WRITTEN TASKS:
1. Using the frog forum thread below, decide whether each statement agrees with it. Answer yes or no, and quote the words that settle each one.
(a) Jared currently has three Australian Green tree frogs.
(b) The frog in Jared's avatar is a Striped marsh frog.
(c) Jared says Australia allows people to keep common native species.
2. Translate this sentence from the frog forum thread below into Spanish: "At the moment i only have 3 Australian Green tree frogs but have kept Striped marsh frogs and Southern brown tree frogs in the past."

+++ SELECTED TEXT

# Classifieds > Testimonials >  Great Photographic website

## Jared

I found this awesome website full of photos of Australian Frogs and reptiles, i personally think you should check it out, it even has a reptiles abroad section here is just an example, Western spotted frog  :Smile:  Photographs Australian Frogs.

----------

Sunshine

----------


## Savannah

awe hes cute. i love his color to.

----------


## Jared

He sure is, i thought i might get some when that i saw this photo if only they could be kept in vic haha.

----------


## Savannah

oh you can't keep em??  :Frown:  i want one tho...

----------


## Jared

Only in Western Australia which is unfortunate but i suppose they can only keep 3 types of frogs due to restrictions. if it was legal in Victoria i would definitely have one haha

----------


## Savannah

o ok. is Australia strict on what breeds to keep?

----------


## Jared

When it comes to Australia If it's endangered you cannot keep it, if it's exotic you cannot keep it but if it is a common native species you can, with the exception of Western Australia which is very strict as i said, also Australia does not export it's species if they are over seas it was most likely illegally bought there.

----------


## Savannah

oh wow....:/ that stinks.....thats a lot of breeds not aloud...
what kinds do you have? i like one in your avatar btw.

----------


## Jared

Yeah but it it keeps our native species alive so i'm happy with it. At the moment i only have 3 Australian Green tree frogs but have kept Striped marsh frogs and Southern brown tree frogs in the past. The one in my avatar is the one i'm looking for at the moment it's a Blue Mountains tree frog, hard to find haha

----------


## Savannah

oh ok. yea true. lol lots more then me. i've only had jewl my red eye. ill be getting more hopefully its cute i like it.

----------

++++++
+++ ENTRIES SUPPLIED

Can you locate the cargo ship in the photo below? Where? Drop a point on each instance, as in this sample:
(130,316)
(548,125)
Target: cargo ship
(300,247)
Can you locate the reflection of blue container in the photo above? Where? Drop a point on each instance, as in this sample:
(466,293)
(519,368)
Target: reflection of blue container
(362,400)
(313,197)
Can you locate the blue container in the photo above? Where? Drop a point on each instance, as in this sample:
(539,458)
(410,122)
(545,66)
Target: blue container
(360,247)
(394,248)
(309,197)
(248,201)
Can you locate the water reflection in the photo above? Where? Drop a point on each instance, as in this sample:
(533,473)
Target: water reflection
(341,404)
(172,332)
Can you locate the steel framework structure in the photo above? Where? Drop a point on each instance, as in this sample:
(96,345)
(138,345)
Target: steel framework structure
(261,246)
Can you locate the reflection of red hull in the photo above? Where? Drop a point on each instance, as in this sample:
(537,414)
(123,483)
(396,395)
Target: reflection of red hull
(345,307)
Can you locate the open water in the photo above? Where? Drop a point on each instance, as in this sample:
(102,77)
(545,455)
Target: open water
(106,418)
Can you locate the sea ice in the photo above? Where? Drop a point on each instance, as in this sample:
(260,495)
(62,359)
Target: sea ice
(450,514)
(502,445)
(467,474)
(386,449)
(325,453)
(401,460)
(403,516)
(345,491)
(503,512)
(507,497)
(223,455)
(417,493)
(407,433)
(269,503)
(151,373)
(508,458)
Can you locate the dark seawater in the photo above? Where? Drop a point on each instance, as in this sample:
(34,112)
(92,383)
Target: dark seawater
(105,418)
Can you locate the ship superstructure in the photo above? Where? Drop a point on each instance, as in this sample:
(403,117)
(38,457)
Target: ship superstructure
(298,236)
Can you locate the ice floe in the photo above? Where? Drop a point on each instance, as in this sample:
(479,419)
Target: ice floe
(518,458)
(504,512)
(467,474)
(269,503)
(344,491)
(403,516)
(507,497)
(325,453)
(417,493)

++++++

ANSWERS BELOW:
1.
(a) Yes: "At the moment i only have 3 Australian Green tree frogs"
(b) No: "The one in my avatar is the one i'm looking for at the moment it's a Blue Mountains tree frog"
(c) Yes: "if it is a common native species you can"

2. Por ahora solo tengo 3 ranas arborícolas verdes australianas, pero en el pasado he tenido ranas de pantano rayadas y ranas arborícolas marrones del sur.